Exercise:
Summarize the passage about Block's proposed restructuring in two sentences.

Given passage:
The essay argues that middle managers have historically served as conduits for information, aggregating insights from teams, relaying directives from leadership and ensuring alignment across departments.
According to Dorsey and Botha, advances in AI now allow those functions to be automated continuously, reducing the need for intermediary roles.
Instead, they propose the creation of two AI-driven “world models”. One would compile internal company data, including code, workflows and performance metrics, to provide a real-time operational overview. The other would analyse customer and merchant behaviour using transaction data from Block’s platforms.
These systems would feed into what the authors describe as an “intelligence layer”, capable of dynamically assembling financial products based on demand.
Under the proposed model, Block’s operations would be broken into modular capabilities such as payments, lending and payroll, rather than fixed product lines.
When a need is identified, for example, a merchant facing a short-term cash flow issue, the system would assemble a solution from existing components. If a required capability does not exist, it would be added to a system-generated development backlog.
The approach effectively replaces traditional product roadmaps with a more adaptive, data-driven process.
The restructuring would also simplify organisational roles. Block envisions three primary categories: individual contributors building systems, directly responsible individuals overseeing specific outcomes on 90-day cycles, and “player-coaches” who combine hands-on work with mentoring.
Dorsey has said the shift was prompted by rapid improvements in AI tools late last year, including systems such as OpenAI Codex, which he believes can now operate effectively within large codebases.

Dataset extract:
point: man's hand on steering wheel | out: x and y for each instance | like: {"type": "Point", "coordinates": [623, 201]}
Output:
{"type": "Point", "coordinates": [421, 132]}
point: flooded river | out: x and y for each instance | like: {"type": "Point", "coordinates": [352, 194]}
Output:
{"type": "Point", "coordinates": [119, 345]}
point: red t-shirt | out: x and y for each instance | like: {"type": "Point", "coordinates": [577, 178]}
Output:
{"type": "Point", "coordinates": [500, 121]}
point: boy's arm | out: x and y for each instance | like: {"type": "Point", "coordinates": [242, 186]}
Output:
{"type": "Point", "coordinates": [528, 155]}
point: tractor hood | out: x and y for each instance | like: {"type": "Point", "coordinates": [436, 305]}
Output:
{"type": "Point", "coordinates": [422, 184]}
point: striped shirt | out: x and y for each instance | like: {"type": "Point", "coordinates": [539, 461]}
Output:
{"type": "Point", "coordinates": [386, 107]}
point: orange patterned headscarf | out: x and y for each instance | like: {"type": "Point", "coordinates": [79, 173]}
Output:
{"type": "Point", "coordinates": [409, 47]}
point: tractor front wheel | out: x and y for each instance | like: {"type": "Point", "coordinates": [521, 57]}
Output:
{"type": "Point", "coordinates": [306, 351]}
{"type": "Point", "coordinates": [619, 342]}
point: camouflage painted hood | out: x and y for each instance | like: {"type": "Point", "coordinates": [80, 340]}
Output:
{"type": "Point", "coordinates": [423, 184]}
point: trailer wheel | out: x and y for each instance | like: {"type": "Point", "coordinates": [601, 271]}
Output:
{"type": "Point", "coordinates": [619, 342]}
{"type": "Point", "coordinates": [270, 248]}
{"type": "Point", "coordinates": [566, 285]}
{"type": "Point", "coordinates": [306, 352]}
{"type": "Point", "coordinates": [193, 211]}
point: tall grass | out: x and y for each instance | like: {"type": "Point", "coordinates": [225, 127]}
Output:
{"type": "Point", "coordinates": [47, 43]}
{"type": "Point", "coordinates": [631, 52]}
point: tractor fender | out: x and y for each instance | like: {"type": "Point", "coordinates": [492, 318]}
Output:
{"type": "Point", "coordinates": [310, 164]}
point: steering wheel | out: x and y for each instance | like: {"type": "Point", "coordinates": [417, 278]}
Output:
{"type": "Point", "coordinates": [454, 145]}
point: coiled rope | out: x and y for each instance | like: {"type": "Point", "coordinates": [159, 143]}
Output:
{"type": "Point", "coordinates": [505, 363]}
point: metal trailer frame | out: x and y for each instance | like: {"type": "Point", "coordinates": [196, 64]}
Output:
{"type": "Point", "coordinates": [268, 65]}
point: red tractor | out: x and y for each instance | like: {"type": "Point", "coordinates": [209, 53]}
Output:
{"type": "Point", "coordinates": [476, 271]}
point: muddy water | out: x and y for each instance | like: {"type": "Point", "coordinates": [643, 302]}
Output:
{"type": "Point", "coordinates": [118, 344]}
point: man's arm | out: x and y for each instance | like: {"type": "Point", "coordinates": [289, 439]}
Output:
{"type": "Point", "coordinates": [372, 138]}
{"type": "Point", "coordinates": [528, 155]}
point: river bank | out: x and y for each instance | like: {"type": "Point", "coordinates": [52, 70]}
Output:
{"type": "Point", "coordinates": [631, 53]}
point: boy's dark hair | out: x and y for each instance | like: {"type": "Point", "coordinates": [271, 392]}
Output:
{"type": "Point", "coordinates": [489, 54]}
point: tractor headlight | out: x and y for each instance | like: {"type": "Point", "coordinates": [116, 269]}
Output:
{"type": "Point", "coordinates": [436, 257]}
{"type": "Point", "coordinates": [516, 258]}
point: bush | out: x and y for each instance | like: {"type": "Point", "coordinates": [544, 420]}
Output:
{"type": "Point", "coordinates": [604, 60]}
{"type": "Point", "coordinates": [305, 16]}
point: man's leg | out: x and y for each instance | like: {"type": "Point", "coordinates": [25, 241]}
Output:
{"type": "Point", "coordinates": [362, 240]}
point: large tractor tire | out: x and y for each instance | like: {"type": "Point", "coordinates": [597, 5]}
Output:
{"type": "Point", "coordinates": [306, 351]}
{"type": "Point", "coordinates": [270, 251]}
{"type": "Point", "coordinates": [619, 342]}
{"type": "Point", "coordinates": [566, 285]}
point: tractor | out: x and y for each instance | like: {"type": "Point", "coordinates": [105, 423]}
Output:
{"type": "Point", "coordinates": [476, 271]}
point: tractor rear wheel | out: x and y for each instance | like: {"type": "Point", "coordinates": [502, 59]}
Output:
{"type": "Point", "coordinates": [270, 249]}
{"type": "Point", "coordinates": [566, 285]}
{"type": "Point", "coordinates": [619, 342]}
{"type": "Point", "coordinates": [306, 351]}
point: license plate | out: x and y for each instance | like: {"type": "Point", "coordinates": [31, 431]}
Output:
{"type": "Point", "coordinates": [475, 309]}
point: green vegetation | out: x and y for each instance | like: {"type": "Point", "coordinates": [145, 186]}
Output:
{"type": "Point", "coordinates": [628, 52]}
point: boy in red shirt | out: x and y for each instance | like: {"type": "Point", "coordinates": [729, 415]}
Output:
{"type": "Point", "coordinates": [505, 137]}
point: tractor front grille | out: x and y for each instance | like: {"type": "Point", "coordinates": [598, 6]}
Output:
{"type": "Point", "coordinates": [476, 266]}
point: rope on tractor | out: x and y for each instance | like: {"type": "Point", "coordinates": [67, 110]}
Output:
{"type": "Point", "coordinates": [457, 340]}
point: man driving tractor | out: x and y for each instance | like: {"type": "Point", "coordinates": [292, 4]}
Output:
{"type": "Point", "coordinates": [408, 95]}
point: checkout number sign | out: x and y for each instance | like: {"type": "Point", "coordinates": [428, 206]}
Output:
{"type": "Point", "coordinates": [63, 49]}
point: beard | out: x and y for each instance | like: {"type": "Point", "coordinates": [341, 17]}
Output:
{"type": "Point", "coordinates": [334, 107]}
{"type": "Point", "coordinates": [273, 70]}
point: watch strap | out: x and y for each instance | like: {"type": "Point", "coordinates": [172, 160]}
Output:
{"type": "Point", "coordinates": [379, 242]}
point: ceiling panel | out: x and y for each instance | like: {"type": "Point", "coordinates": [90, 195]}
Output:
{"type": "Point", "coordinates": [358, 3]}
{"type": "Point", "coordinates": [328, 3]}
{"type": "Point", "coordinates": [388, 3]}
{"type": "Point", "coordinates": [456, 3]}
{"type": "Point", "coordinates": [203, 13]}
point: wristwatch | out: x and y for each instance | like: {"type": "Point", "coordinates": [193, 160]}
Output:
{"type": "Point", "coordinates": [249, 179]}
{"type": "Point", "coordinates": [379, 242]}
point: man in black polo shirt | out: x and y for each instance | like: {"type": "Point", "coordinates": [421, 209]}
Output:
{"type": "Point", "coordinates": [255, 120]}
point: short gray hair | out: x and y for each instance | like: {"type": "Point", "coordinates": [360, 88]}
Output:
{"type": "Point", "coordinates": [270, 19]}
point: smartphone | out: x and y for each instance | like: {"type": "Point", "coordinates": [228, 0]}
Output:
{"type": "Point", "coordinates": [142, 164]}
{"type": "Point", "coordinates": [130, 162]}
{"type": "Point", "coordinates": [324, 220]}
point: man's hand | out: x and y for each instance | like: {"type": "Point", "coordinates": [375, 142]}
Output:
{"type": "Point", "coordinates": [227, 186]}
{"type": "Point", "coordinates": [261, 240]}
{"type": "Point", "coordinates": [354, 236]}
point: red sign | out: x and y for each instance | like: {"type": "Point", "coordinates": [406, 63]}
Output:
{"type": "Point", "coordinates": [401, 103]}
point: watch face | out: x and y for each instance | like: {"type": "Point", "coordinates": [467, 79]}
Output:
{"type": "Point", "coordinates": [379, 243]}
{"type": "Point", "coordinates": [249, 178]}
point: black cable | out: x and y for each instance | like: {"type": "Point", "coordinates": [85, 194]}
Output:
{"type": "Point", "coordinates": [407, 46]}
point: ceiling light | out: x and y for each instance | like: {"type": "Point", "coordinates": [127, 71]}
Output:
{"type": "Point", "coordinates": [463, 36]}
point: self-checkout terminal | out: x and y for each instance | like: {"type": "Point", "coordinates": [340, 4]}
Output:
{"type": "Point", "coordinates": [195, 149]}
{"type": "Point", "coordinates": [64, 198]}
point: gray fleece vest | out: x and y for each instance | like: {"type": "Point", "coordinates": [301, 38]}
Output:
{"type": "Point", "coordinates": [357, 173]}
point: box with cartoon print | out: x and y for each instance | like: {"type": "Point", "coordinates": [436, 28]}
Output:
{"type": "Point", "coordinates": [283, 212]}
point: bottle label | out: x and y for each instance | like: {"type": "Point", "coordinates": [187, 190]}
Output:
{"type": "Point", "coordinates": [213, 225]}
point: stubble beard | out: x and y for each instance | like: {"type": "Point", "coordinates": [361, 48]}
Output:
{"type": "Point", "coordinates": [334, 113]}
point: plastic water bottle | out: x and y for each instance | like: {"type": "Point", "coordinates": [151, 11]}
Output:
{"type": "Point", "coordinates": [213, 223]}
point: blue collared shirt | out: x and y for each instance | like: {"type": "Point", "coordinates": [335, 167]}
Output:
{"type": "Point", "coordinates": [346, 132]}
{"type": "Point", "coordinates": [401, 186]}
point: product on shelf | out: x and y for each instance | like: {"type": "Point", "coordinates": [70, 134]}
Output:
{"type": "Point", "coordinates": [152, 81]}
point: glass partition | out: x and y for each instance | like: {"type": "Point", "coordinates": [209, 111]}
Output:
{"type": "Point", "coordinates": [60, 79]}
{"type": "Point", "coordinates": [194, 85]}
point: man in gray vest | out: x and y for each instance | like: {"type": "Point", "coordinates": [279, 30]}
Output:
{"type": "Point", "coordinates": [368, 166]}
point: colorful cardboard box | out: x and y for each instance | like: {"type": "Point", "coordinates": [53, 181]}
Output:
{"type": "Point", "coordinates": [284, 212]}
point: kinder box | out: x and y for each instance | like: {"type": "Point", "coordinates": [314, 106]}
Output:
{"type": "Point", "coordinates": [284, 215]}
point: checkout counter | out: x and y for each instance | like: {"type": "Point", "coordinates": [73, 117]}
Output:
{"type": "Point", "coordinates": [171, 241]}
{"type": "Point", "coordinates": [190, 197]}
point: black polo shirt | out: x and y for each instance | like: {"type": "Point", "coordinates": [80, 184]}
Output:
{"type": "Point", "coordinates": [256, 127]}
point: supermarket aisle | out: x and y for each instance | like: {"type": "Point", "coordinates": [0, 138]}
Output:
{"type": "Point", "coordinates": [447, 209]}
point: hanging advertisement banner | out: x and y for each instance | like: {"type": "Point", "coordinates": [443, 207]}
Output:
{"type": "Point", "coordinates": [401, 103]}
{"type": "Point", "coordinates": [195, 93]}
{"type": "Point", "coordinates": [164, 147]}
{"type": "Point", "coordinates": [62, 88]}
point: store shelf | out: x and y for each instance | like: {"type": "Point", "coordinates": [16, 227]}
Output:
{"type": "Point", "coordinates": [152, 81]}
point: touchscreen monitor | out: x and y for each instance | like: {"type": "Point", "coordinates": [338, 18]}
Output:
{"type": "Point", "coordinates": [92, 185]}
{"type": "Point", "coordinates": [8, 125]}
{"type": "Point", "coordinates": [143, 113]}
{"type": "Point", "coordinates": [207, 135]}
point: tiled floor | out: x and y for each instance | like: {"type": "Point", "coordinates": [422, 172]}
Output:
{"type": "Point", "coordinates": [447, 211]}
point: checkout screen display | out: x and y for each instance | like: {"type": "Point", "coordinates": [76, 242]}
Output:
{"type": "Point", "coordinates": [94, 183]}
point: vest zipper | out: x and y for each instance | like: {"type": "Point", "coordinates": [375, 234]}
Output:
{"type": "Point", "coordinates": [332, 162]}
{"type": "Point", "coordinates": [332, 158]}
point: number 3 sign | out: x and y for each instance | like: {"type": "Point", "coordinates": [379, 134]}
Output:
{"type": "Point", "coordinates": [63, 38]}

Finished task:
Dorsey and Botha argue that AI can now continuously automate the information-relaying work middle managers have historically done, and they propose two AI-driven "world models," one of internal company data and one of customer and merchant behavior, that would feed an "intelligence layer" able to assemble financial products based on demand. Block's operations would be broken into modular capabilities such as payments, lending and payroll in place of fixed product lines and traditional roadmaps, and roles would be simplified into individual contributors, directly responsible individuals and "player-coaches."